*** Extracted records ***
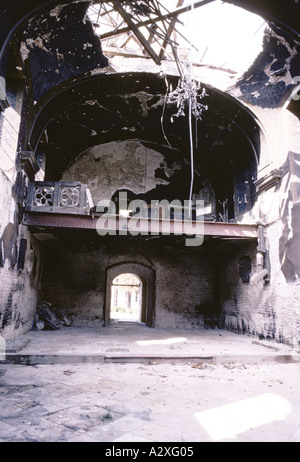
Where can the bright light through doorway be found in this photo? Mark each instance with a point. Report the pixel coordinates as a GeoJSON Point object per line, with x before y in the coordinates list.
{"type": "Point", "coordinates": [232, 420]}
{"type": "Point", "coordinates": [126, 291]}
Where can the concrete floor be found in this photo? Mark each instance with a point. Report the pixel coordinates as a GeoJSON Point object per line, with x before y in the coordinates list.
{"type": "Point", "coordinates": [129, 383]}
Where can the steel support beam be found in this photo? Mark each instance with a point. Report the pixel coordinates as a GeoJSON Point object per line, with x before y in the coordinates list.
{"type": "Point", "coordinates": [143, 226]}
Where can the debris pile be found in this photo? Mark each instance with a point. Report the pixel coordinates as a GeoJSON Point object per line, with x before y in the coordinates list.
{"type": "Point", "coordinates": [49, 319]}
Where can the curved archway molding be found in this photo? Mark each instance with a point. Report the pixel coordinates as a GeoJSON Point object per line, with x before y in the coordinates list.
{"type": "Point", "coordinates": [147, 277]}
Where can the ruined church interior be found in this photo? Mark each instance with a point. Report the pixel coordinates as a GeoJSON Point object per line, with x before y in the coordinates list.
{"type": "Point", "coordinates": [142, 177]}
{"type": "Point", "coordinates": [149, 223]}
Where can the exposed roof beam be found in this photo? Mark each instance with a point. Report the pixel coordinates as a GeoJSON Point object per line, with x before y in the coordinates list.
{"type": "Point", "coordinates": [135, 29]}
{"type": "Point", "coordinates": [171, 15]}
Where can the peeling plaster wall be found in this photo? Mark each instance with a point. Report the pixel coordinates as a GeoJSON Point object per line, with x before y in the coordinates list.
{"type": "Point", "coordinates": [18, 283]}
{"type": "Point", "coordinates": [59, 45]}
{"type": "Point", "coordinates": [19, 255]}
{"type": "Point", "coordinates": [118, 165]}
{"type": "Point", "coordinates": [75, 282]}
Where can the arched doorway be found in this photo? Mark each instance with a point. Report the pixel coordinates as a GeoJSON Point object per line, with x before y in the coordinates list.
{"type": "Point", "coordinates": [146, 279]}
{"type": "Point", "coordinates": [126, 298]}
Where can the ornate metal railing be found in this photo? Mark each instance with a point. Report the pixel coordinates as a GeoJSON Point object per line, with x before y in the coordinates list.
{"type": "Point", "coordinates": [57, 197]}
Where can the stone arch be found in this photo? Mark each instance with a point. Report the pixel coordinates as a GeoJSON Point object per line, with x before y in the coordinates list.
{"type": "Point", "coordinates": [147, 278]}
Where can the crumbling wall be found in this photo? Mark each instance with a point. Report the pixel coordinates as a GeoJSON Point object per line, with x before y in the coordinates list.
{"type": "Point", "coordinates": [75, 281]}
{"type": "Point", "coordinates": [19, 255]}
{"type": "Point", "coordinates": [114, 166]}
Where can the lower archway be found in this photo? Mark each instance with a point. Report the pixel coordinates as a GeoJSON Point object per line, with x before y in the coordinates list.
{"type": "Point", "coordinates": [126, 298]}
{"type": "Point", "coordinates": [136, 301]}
***
*** Extracted records ***
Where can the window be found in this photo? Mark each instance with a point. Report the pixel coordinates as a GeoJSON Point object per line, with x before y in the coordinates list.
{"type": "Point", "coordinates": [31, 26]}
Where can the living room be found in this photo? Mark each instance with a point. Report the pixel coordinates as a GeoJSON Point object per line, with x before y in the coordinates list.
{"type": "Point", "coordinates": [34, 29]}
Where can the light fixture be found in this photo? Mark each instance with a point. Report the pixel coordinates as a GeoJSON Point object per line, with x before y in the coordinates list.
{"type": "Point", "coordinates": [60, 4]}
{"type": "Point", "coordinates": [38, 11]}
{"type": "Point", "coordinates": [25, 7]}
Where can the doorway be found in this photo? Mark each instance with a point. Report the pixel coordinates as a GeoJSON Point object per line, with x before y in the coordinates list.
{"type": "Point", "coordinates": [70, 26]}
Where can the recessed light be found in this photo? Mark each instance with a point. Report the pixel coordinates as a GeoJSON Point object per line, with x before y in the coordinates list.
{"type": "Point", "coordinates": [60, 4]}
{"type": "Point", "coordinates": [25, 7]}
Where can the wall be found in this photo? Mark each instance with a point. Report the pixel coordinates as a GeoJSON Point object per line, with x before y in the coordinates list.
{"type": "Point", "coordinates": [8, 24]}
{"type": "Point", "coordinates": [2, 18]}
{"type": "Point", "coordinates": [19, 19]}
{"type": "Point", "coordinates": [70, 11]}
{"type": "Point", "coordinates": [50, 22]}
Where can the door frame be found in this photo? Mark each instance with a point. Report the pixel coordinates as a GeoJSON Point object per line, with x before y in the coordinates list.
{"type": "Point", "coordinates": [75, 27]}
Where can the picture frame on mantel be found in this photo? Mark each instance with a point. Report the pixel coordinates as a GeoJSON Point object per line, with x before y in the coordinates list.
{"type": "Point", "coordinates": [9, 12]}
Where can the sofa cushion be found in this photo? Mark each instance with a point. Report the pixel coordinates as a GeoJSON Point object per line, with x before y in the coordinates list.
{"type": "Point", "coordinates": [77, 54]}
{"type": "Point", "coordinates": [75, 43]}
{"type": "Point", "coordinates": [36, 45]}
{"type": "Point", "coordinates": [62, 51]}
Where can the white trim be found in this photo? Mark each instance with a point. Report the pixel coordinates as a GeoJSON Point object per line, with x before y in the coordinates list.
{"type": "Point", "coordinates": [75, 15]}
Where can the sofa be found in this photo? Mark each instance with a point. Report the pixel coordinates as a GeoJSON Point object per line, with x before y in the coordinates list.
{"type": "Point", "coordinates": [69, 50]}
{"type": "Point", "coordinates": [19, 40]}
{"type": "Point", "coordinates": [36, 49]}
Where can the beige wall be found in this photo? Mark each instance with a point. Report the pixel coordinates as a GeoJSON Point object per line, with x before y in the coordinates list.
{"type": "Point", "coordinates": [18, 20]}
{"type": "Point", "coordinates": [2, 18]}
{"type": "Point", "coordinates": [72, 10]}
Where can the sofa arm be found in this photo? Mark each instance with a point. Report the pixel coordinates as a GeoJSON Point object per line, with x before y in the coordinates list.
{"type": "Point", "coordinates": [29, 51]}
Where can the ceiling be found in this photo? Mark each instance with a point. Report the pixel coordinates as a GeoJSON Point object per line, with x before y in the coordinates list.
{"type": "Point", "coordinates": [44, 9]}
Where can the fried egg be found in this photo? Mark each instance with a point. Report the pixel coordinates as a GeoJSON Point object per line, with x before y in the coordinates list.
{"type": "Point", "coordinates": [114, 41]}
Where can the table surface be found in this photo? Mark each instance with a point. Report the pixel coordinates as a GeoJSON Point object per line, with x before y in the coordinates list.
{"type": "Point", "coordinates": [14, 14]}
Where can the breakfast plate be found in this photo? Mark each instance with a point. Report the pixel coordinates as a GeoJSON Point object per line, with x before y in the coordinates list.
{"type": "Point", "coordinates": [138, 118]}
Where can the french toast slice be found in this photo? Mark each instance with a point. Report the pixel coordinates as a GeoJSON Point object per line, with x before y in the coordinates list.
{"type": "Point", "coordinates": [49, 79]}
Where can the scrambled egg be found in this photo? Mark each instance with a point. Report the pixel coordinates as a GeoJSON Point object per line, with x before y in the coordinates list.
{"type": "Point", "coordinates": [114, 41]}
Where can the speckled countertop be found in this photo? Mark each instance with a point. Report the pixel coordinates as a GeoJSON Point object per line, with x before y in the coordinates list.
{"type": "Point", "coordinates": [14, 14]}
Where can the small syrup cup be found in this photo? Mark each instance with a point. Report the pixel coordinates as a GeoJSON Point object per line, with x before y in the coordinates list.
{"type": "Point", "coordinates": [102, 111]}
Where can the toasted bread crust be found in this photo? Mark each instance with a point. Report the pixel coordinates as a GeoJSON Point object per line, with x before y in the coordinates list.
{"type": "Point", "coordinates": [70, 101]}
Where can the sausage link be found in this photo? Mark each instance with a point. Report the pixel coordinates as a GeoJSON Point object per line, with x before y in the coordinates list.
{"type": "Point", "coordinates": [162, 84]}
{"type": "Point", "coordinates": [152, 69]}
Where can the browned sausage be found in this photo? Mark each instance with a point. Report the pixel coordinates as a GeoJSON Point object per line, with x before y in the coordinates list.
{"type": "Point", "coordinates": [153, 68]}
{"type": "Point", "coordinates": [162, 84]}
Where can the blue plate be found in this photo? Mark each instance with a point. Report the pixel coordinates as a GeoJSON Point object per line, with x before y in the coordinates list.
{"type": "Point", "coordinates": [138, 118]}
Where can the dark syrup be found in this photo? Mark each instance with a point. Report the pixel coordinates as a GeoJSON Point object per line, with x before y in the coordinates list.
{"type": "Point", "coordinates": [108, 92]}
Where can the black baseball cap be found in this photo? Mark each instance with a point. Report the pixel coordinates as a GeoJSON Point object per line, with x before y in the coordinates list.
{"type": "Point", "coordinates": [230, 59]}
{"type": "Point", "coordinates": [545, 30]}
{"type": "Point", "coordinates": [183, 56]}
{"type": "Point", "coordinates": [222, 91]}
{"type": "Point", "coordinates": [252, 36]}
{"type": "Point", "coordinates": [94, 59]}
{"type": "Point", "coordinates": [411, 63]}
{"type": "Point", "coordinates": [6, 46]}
***
*** Extracted records ***
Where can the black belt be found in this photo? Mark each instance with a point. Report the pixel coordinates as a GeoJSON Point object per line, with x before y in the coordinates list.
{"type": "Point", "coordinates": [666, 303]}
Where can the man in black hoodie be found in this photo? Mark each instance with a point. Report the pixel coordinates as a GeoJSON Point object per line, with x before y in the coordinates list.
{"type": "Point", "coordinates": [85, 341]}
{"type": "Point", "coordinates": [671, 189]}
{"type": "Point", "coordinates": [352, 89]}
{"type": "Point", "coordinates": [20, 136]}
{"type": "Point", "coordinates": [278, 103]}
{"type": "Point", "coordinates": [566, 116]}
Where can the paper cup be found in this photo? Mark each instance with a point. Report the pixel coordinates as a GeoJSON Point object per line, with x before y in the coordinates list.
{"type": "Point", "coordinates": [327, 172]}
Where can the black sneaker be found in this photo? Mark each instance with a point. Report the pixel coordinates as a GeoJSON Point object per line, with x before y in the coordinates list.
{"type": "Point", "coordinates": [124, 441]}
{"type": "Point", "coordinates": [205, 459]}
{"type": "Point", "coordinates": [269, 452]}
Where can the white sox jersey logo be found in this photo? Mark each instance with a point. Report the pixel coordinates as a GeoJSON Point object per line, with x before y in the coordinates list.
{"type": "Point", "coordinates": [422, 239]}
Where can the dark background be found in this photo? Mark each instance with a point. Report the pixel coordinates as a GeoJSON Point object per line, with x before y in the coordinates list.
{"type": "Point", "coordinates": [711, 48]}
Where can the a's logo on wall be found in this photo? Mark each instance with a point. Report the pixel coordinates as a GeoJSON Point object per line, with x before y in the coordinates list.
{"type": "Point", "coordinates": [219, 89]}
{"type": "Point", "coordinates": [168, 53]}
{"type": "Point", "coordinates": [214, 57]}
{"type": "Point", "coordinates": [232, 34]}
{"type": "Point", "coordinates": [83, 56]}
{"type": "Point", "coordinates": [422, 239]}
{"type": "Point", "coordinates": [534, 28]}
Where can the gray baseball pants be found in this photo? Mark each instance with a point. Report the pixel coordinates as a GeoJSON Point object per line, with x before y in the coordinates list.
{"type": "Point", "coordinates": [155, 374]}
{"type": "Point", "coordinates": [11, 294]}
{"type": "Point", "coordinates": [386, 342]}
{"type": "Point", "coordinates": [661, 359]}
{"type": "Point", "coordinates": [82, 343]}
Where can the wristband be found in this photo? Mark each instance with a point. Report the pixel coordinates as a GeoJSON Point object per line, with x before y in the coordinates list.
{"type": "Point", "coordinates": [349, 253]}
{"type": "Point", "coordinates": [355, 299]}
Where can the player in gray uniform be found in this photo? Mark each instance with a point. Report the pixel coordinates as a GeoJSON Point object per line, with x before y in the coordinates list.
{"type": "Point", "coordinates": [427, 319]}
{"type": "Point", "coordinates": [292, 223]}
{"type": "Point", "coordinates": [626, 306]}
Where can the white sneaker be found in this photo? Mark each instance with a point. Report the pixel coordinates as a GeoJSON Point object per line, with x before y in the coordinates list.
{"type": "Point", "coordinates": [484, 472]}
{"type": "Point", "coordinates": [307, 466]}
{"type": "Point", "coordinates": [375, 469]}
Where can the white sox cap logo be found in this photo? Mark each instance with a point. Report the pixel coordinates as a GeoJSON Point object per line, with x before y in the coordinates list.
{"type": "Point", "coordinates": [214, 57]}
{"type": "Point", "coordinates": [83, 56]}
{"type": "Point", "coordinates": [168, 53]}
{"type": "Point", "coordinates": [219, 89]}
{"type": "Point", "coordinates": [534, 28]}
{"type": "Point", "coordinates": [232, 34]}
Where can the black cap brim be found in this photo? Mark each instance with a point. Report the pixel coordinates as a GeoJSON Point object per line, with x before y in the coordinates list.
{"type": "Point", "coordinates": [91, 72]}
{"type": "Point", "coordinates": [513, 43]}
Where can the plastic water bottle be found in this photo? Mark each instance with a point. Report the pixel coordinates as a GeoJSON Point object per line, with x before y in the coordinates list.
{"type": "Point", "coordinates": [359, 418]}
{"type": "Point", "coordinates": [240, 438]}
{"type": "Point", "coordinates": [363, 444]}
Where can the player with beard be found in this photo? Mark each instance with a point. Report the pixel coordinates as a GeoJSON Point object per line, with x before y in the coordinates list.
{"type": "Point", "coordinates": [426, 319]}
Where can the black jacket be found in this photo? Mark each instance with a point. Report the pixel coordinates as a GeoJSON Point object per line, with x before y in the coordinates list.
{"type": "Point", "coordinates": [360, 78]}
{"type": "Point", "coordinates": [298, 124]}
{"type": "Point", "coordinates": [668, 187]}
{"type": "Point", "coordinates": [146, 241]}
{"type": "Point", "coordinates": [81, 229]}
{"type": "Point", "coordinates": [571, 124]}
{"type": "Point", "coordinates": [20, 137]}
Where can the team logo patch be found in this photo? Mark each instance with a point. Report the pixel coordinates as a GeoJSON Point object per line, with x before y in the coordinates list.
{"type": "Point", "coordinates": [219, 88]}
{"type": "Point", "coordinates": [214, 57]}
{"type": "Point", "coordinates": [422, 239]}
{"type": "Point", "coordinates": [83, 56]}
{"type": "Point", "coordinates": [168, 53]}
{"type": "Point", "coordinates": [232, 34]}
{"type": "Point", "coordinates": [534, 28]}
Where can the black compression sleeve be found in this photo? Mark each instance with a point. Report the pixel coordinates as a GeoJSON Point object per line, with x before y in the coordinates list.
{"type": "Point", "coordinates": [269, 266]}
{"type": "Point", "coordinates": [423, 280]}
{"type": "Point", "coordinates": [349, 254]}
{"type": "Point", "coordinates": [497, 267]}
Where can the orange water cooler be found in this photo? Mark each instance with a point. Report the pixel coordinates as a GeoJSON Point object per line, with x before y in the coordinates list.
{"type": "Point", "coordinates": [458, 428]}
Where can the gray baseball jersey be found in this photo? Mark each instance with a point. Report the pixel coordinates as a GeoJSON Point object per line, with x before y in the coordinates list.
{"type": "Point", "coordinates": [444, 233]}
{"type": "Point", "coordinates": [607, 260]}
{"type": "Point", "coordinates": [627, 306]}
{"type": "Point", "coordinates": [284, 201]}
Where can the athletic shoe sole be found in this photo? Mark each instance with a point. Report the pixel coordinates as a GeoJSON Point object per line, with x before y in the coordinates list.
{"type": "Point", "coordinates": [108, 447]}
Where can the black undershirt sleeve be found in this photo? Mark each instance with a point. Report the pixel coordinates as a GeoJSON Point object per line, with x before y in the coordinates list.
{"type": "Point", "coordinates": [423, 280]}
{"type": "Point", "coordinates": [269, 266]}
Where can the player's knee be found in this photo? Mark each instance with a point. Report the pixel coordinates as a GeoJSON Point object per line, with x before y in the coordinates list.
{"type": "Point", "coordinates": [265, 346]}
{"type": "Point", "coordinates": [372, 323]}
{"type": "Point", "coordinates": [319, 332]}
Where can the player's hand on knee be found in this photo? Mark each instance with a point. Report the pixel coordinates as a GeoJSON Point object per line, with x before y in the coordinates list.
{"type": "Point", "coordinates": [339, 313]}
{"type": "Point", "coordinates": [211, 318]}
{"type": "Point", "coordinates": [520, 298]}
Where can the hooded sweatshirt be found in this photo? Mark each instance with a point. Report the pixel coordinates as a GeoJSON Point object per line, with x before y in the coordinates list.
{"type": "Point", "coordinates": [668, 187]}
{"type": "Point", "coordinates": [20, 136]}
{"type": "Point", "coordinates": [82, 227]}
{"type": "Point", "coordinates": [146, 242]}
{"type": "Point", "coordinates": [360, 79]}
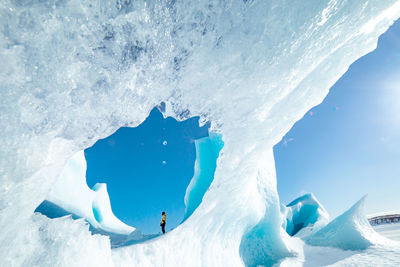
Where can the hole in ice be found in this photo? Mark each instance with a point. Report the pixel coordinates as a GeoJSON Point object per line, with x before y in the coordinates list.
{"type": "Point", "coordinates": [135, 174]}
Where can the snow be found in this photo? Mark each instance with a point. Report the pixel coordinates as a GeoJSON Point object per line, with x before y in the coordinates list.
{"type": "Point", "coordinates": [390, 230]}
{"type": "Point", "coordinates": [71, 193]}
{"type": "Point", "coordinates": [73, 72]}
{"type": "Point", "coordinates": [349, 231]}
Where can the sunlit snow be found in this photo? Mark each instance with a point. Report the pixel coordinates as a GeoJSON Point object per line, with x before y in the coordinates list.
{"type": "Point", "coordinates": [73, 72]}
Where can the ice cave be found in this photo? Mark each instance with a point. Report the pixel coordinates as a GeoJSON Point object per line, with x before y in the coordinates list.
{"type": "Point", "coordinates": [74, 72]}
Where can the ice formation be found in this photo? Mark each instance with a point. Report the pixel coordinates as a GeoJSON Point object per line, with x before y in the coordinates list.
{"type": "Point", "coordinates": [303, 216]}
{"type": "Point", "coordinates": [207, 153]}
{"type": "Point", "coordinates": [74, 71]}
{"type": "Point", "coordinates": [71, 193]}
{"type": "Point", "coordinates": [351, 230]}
***
#### Aim of the exercise
List every line of the entries above that contains the string "uniform", where case counts.

#### Output
Where can the player in gray uniform be found in this photo? Mark each instance with a point. Report the pixel coordinates as a GeoJSON Point object per line, with x before y in the coordinates list.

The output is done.